# DOCUMENT PASSAGE
Design Article

PRODUCT HOW-TO: Improve the efficiency of embedded multi-core hypervisor designs

David Kleidermacher

9/24/2008 3:37 PM EDT

A growing number of embedded designs are moving to multicore architectures, while virtualisation technology is also moving to mainstream. Going forward, these two disruptive technologies may feed off each other.

This article will explain some of the history, future hardware trends and emerging usage scenarios of hypervisor technology, then discuss how multicore architectures improve the usability and efficiency of  hypervisors.

Hypervisor history
The concept of a hypervisor that can host multiple 'guest' operating systems on a single hardware platform was pioneered by IBM in its mainframes more than 30 years ago. IBM used hypervisors to enable legacy versions of its operating systems to continue to execute on new hardware platforms.

In addition, IBM software developers used hypervisors as a convenient platform for developing and testing new operating system features. The following is a list of historical uses of hypervisor technology:

* Debugging and testing of privileged code/new architectures
* Debugging and testing of software prior to hardware
* Running distinct and legacy operating systems on the same hardware
* Sandboxes for untrusted software
* Consolidation: improved utilisation of a single computer
* Aggregation: improved utilisation of many computers
* Portability: vary hardware, but keep same OS and applications
* Server provisioning: migration, backup, recovery

Despite its obvious utility, hypervisor technology was largely absent from mainstream computing until the turn of the millennium when VMware demonstrated that virtual machines could run with reasonable performance on commodity PC hardware.

Since then, a variety of hypervisor technologies have come to market, including Microsoft Virtual PC, open source XEN (whose commercial spin-off, XENSource, was recently acquired by Citrix), Linux KVM, Parallels, and Green Hills' Padded Cell. Hypervisor technology was made practical on commodity hardware by a combination of intelligent software and, more recently, hardware acceleration added into the leading mainstream computer architectures.

# DATA SECTION
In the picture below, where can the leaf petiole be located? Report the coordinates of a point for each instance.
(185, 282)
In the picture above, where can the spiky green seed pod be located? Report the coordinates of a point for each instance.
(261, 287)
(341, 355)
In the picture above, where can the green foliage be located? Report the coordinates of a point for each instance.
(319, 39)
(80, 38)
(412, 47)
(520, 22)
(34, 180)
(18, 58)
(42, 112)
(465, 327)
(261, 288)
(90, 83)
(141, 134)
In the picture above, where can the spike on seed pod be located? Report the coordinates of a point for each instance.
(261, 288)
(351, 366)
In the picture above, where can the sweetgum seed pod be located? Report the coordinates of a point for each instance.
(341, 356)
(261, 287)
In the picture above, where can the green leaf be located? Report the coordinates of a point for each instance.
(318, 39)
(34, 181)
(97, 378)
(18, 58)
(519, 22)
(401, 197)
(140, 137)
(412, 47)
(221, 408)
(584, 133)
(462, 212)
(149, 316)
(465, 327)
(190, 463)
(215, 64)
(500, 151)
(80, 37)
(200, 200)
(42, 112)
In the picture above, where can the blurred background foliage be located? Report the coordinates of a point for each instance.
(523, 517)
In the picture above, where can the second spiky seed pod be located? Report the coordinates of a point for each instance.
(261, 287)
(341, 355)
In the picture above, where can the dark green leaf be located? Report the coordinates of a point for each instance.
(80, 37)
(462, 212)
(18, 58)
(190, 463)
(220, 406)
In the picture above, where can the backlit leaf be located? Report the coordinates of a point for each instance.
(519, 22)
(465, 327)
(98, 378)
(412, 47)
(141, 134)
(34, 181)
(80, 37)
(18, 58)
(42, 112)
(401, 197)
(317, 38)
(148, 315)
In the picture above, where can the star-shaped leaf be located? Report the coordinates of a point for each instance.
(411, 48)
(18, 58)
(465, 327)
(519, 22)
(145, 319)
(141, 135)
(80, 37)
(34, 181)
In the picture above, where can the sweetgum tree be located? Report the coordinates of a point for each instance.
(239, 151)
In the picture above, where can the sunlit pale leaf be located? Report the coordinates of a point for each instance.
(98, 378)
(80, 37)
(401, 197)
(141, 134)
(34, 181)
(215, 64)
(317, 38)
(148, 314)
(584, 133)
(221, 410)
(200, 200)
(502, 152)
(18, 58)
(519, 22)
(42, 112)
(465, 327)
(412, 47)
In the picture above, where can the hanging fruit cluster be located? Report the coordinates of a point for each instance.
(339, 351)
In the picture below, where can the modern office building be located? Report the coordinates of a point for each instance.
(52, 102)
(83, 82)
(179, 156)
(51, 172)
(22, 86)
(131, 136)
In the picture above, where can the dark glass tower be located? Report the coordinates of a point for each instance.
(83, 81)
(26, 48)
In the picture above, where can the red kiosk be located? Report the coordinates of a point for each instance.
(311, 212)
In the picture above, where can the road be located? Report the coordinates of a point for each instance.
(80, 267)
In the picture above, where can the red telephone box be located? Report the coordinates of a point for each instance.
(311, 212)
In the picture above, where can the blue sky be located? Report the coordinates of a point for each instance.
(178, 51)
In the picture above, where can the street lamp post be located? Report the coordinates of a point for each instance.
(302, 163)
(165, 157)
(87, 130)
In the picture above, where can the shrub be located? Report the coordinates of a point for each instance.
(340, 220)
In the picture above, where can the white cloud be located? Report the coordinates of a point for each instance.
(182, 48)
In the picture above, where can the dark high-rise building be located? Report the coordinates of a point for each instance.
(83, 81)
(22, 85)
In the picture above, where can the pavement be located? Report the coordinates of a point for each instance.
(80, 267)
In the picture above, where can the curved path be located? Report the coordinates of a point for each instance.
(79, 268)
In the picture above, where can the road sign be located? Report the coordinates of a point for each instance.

# TASK INSTRUCTIONS
1. In the hypervisor article, translate this sentence into Spanish: "IBM used hypervisors to enable legacy versions of its operating systems to continue to execute on new hardware platforms."
2. Retype the part of the hypervisor article that starts at the words "Design Article" and ends after the words "off each other.".
3. List each historical use of hypervisor technology given in the bulleted list of the hypervisor article.

# ANSWERS FOR THIS EXERCISE
1. IBM utilizó hipervisores para permitir que las versiones heredadas de sus sistemas operativos siguieran ejecutándose en nuevas plataformas de hardware.

2.
Design Article

PRODUCT HOW-TO: Improve the efficiency of embedded multi-core hypervisor designs

David Kleidermacher

9/24/2008 3:37 PM EDT

A growing number of embedded designs are moving to multicore architectures, while virtualisation technology is also moving to mainstream. Going forward, these two disruptive technologies may feed off each other.

3.
- Debugging and testing of privileged code/new architectures
- Debugging and testing of software prior to hardware
- Running distinct and legacy operating systems on the same hardware
- Sandboxes for untrusted software
- Consolidation: improved utilisation of a single computer
- Aggregation: improved utilisation of many computers
- Portability: vary hardware, but keep same OS and applications
- Server provisioning: migration, backup, recovery